Written request:
Please return all of the data below word for word, leaving the pictures out.

* * * * * * *

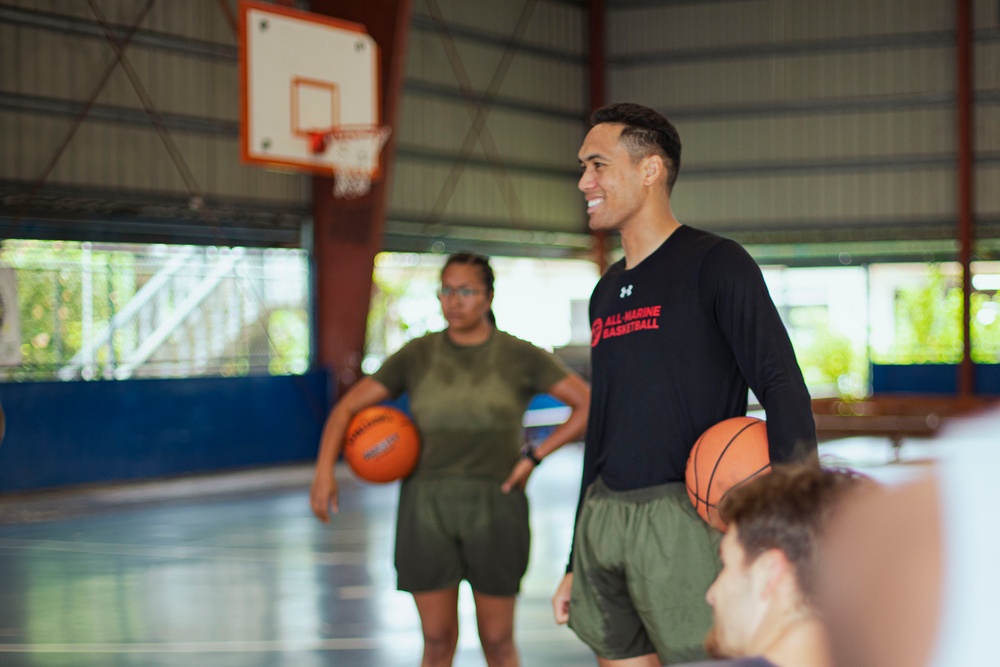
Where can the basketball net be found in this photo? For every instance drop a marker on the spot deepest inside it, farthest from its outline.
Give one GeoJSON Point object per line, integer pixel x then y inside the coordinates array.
{"type": "Point", "coordinates": [354, 152]}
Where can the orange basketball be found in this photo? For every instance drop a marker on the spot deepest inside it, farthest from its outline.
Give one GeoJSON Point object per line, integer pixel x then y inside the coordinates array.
{"type": "Point", "coordinates": [381, 444]}
{"type": "Point", "coordinates": [728, 454]}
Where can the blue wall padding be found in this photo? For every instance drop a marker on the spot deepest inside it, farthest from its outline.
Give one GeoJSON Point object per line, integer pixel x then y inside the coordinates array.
{"type": "Point", "coordinates": [932, 379]}
{"type": "Point", "coordinates": [64, 433]}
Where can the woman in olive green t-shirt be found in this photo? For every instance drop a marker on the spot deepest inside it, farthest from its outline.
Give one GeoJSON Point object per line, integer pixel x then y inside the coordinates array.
{"type": "Point", "coordinates": [462, 512]}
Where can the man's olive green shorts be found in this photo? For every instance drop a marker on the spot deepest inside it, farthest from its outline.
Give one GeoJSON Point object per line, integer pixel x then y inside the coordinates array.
{"type": "Point", "coordinates": [448, 530]}
{"type": "Point", "coordinates": [642, 562]}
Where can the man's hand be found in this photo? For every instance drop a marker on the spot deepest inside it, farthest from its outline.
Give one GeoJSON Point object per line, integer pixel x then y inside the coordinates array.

* * * * * * *

Answer to this exercise:
Where can the basketball net be found in this photo? For every instance drop a marker on the spot deepest inside it, farthest from its outline.
Give one GeoJSON Point object per line, integer pixel x then y inside the coordinates array.
{"type": "Point", "coordinates": [354, 152]}
Where can the orange basketball be found in this photo? For every instance drop a marker on the spot deepest inside it, farthest from its outline.
Give one GeoJSON Point object per line, integer pixel x then y inside the coordinates array.
{"type": "Point", "coordinates": [381, 444]}
{"type": "Point", "coordinates": [728, 454]}
Where can the blue wall padding be found in this photo? For every instance drop a marker on the spot deepest inside it, farthest from its outline.
Give one GeoJSON Point object per line, integer pixel x then y inside the coordinates array.
{"type": "Point", "coordinates": [932, 379]}
{"type": "Point", "coordinates": [64, 433]}
Where can the woman in olive green t-shirt be found in this photo? For every instance drop a marker on the spot deepest inside it, farthest from its outline.
Give one GeoJSON Point object per line, integer pixel x then y inside the coordinates array.
{"type": "Point", "coordinates": [462, 512]}
Where can the man's olive green shorts be found in this photo? For every instance drop a marker on the spot deepest inside it, farthest from its outline.
Give one GeoJSON Point object per line, integer pixel x then y inside the coordinates array.
{"type": "Point", "coordinates": [448, 530]}
{"type": "Point", "coordinates": [642, 562]}
Where can the man's hand be found in this photo? For every instance drop a marker on the spot deepest inside it, farthest from its outline.
Give one GeoJSON Point object per line, integer pixel x then y inside the coordinates array.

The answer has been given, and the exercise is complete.